**Problem statement**:
Please gather each line in the records below that contains the word "banner", copying each one in full. Match case exactly.

Exercise data start

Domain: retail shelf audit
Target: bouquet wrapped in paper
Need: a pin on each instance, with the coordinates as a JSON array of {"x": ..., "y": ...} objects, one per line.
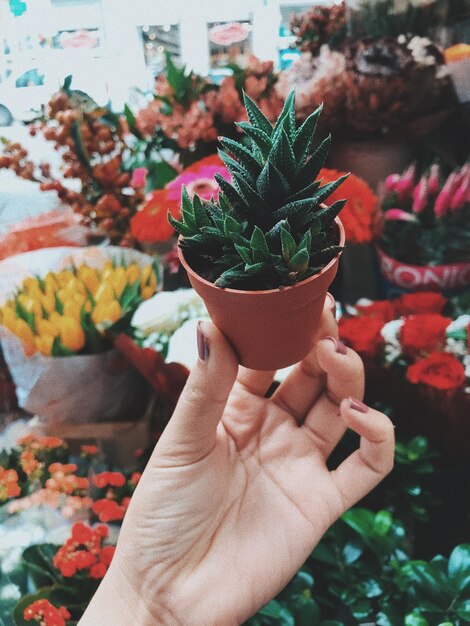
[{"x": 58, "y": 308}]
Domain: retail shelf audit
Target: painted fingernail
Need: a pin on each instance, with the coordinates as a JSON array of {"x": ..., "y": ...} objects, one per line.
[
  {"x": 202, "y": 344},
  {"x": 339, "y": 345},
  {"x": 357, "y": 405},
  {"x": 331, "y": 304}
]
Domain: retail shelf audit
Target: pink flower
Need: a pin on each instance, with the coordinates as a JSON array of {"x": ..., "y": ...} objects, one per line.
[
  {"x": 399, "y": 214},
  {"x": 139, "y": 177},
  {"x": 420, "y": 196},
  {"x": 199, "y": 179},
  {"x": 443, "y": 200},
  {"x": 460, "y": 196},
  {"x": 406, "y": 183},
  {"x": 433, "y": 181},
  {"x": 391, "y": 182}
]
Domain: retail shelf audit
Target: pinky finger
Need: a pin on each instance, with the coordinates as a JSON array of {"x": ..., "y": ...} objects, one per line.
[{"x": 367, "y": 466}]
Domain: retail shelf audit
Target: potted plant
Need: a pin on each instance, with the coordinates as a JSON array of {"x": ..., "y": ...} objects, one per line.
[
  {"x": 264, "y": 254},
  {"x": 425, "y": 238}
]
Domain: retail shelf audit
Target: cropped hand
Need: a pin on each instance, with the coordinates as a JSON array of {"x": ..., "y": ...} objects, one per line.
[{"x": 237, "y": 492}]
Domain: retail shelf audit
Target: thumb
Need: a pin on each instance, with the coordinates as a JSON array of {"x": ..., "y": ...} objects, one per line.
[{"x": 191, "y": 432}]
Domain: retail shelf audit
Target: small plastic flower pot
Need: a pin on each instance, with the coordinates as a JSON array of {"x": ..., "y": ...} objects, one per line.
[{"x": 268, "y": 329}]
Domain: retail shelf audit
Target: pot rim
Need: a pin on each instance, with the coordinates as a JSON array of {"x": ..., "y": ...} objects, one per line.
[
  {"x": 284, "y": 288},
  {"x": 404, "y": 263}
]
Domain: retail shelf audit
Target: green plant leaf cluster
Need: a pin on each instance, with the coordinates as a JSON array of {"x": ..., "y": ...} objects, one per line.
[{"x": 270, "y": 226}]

Exercise data end
Exercise data start

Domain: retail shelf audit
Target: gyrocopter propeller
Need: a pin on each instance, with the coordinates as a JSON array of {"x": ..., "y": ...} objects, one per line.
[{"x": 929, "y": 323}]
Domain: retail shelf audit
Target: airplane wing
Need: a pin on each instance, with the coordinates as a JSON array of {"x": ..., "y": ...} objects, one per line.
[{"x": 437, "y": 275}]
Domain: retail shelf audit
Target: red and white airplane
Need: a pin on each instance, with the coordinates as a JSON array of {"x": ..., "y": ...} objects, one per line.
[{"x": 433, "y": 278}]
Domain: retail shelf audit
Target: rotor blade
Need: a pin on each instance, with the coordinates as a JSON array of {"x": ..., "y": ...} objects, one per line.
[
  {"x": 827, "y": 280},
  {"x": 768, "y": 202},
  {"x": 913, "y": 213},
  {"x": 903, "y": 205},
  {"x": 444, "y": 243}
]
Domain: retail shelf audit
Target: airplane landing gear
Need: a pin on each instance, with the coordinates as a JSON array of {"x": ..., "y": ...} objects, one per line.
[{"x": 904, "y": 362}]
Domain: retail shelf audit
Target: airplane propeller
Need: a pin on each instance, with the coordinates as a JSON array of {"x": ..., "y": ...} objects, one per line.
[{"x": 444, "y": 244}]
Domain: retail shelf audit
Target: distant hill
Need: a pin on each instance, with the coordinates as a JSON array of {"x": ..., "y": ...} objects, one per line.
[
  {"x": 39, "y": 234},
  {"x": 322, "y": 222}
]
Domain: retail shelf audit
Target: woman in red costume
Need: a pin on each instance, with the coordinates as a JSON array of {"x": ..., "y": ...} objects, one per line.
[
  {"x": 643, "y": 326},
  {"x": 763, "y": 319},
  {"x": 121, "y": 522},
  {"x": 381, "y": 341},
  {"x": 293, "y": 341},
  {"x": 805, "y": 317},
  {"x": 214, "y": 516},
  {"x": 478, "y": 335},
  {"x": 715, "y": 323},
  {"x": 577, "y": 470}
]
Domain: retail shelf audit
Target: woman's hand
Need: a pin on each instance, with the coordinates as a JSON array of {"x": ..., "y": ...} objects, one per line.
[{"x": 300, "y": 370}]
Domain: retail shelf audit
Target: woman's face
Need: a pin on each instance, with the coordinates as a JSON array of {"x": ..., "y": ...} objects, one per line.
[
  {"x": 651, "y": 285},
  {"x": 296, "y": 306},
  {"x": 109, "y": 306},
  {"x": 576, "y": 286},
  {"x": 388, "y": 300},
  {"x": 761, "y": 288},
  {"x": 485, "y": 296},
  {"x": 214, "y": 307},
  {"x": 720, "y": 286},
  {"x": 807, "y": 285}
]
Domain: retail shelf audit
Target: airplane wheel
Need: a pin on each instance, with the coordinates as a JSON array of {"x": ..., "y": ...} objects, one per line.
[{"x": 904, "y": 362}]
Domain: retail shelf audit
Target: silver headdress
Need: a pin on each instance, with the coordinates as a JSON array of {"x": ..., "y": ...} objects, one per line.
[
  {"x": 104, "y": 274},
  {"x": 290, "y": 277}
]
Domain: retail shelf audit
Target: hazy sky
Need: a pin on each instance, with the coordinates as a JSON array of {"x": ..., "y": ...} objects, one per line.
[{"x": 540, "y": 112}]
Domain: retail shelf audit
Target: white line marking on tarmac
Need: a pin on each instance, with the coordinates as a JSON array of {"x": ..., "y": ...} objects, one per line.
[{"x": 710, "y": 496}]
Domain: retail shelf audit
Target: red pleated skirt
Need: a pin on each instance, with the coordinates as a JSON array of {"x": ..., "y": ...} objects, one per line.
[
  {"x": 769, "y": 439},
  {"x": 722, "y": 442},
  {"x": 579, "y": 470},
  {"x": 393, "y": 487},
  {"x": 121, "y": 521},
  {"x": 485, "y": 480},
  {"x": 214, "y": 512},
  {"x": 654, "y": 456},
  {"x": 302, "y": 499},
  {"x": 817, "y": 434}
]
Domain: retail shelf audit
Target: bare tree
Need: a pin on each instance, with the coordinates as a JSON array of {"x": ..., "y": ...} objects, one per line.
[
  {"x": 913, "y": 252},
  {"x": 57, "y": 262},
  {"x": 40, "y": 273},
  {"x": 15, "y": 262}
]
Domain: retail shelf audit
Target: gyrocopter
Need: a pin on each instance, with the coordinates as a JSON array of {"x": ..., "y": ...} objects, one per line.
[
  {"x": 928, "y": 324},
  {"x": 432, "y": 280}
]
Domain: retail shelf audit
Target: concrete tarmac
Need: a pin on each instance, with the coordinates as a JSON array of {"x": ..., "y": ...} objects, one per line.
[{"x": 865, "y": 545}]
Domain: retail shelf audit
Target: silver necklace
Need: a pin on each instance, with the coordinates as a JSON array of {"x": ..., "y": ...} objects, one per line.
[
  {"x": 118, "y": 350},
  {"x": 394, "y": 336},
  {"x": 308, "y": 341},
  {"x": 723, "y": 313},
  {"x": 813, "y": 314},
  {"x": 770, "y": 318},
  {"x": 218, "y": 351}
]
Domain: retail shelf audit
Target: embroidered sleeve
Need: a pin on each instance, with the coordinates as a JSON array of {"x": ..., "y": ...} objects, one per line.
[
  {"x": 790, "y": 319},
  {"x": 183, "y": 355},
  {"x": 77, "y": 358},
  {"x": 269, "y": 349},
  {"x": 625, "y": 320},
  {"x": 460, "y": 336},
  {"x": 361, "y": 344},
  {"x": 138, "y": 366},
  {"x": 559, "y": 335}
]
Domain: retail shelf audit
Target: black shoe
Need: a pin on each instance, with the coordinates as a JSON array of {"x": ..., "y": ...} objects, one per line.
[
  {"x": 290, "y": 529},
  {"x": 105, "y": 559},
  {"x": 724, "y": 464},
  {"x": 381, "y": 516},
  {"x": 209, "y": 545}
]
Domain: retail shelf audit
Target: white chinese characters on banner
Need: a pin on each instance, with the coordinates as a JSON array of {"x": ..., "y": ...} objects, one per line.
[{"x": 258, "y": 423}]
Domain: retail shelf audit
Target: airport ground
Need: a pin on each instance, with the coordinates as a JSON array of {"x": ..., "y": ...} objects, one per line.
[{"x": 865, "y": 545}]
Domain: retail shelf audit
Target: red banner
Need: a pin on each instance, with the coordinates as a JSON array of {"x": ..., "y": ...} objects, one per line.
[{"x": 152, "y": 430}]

Exercise data end
Exercise data start

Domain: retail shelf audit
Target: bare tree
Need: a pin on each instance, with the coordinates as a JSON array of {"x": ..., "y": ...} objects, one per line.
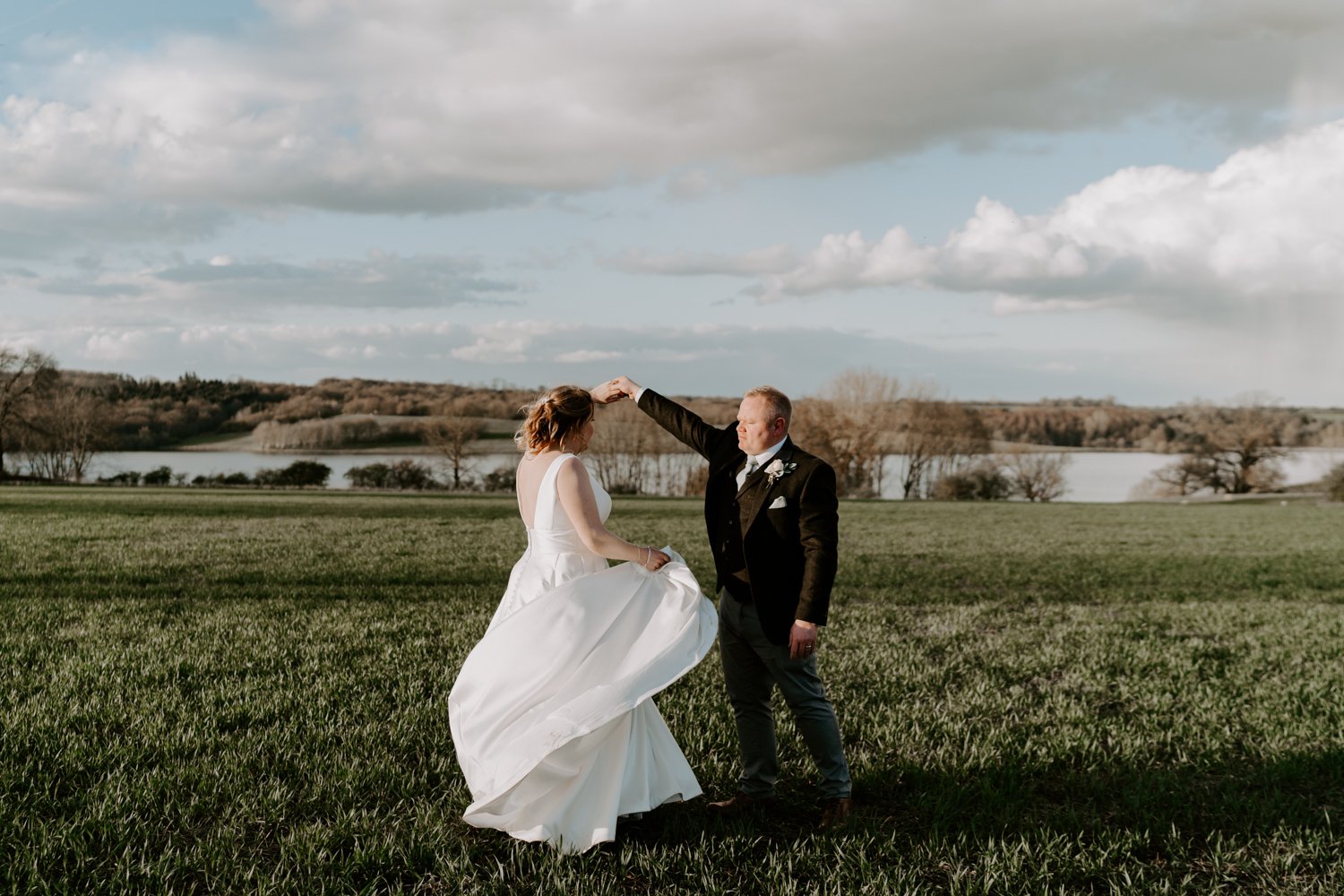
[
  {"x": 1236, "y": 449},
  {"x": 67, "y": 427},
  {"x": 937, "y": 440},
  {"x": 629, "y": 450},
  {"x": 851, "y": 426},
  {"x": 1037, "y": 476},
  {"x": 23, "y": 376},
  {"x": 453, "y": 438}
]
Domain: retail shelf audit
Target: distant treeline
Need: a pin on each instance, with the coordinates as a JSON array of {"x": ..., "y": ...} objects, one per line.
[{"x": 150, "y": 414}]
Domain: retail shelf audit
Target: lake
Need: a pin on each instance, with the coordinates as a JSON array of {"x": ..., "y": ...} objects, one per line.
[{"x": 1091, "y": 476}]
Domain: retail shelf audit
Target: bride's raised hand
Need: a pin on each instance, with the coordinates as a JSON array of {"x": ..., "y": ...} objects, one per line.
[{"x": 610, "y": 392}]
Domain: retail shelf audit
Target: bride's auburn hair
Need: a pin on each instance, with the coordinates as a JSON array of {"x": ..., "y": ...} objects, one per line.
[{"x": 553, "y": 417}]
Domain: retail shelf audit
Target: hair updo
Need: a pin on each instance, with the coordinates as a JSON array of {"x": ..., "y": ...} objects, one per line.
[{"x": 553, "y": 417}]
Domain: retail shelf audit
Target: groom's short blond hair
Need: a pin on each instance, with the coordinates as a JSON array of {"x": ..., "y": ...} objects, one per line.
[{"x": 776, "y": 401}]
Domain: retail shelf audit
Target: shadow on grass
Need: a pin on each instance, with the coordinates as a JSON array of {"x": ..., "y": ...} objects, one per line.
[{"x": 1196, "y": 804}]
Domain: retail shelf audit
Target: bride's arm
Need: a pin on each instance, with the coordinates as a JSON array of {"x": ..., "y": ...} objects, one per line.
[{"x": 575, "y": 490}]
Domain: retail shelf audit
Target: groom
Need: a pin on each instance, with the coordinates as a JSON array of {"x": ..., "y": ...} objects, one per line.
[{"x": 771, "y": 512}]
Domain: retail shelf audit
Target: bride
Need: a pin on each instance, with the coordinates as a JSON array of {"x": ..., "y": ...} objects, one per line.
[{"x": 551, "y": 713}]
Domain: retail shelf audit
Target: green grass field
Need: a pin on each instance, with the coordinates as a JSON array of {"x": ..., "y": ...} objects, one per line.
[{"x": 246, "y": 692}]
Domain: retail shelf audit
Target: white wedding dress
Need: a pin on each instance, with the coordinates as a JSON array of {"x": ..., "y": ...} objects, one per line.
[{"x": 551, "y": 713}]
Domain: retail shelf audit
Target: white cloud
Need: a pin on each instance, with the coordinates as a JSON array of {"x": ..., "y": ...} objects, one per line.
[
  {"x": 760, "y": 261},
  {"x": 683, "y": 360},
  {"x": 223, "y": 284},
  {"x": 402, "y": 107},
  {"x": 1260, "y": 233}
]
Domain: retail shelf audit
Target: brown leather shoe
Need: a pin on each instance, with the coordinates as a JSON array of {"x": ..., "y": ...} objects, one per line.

Exercise data end

**Written solution**:
Target: white chinese characters on banner
Target: red banner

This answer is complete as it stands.